Reproduce the material below, changing every "rough mask" to "coarse mask" and keeping everything else the same.

● ● ● ● ● ● ●

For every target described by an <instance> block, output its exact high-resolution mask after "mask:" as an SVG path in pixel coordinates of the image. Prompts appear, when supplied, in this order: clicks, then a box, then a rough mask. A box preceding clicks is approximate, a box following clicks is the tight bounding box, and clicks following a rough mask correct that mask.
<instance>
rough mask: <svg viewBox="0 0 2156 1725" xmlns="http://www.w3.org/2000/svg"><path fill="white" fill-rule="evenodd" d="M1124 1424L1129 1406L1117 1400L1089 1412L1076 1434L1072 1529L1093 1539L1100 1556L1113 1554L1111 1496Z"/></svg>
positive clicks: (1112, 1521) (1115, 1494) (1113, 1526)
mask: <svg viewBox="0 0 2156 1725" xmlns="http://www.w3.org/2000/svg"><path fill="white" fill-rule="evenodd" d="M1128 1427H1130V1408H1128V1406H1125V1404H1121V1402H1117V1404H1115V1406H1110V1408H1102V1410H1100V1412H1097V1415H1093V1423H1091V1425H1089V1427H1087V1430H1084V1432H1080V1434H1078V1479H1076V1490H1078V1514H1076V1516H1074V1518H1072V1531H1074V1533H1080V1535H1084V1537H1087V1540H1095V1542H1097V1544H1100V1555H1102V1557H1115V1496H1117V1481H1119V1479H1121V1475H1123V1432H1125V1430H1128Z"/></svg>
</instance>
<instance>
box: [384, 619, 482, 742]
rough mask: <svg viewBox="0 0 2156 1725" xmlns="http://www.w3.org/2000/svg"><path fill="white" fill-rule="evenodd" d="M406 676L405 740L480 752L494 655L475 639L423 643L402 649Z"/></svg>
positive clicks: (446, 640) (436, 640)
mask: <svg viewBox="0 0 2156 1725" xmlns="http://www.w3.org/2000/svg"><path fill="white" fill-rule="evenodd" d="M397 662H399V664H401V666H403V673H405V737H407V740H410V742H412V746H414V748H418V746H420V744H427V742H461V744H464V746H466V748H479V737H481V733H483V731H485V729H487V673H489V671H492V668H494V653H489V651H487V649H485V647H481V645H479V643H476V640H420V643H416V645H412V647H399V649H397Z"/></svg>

● ● ● ● ● ● ●

| ANSWER FOR THE TASK |
For every target described by an <instance> block, output its exact high-resolution mask after "mask:" as an SVG path in pixel coordinates of the image. Prompts appear, when supplied, in this order: clicks, then a box, then a coarse mask. A box preceding clicks is approximate, a box following clicks is the tight bounding box, and clicks following a coarse mask correct that mask.
<instance>
coarse mask: <svg viewBox="0 0 2156 1725" xmlns="http://www.w3.org/2000/svg"><path fill="white" fill-rule="evenodd" d="M1124 1424L1129 1406L1117 1400L1089 1412L1076 1434L1072 1529L1093 1539L1100 1556L1113 1554L1111 1496Z"/></svg>
positive clicks: (1112, 1521) (1115, 1494) (1113, 1526)
mask: <svg viewBox="0 0 2156 1725" xmlns="http://www.w3.org/2000/svg"><path fill="white" fill-rule="evenodd" d="M1128 1427H1130V1408H1128V1406H1125V1404H1121V1402H1117V1404H1115V1406H1110V1408H1102V1410H1100V1412H1097V1415H1093V1423H1091V1425H1089V1427H1087V1430H1084V1432H1080V1434H1078V1479H1076V1490H1078V1514H1076V1516H1074V1518H1072V1531H1074V1533H1080V1535H1084V1537H1087V1540H1095V1542H1097V1544H1100V1555H1102V1557H1115V1496H1117V1481H1119V1479H1121V1475H1123V1432H1125V1430H1128Z"/></svg>
</instance>
<instance>
box: [384, 619, 482, 742]
coarse mask: <svg viewBox="0 0 2156 1725" xmlns="http://www.w3.org/2000/svg"><path fill="white" fill-rule="evenodd" d="M406 676L405 740L480 752L494 655L475 639L423 643L402 649Z"/></svg>
positive clicks: (446, 640) (436, 640)
mask: <svg viewBox="0 0 2156 1725" xmlns="http://www.w3.org/2000/svg"><path fill="white" fill-rule="evenodd" d="M397 662H399V664H401V666H403V673H405V737H407V740H410V742H412V746H414V748H418V746H420V744H427V742H461V744H464V746H466V748H479V737H481V733H483V731H485V729H487V673H489V671H492V668H494V653H489V651H487V649H485V647H481V645H479V643H476V640H420V643H416V645H412V647H399V649H397Z"/></svg>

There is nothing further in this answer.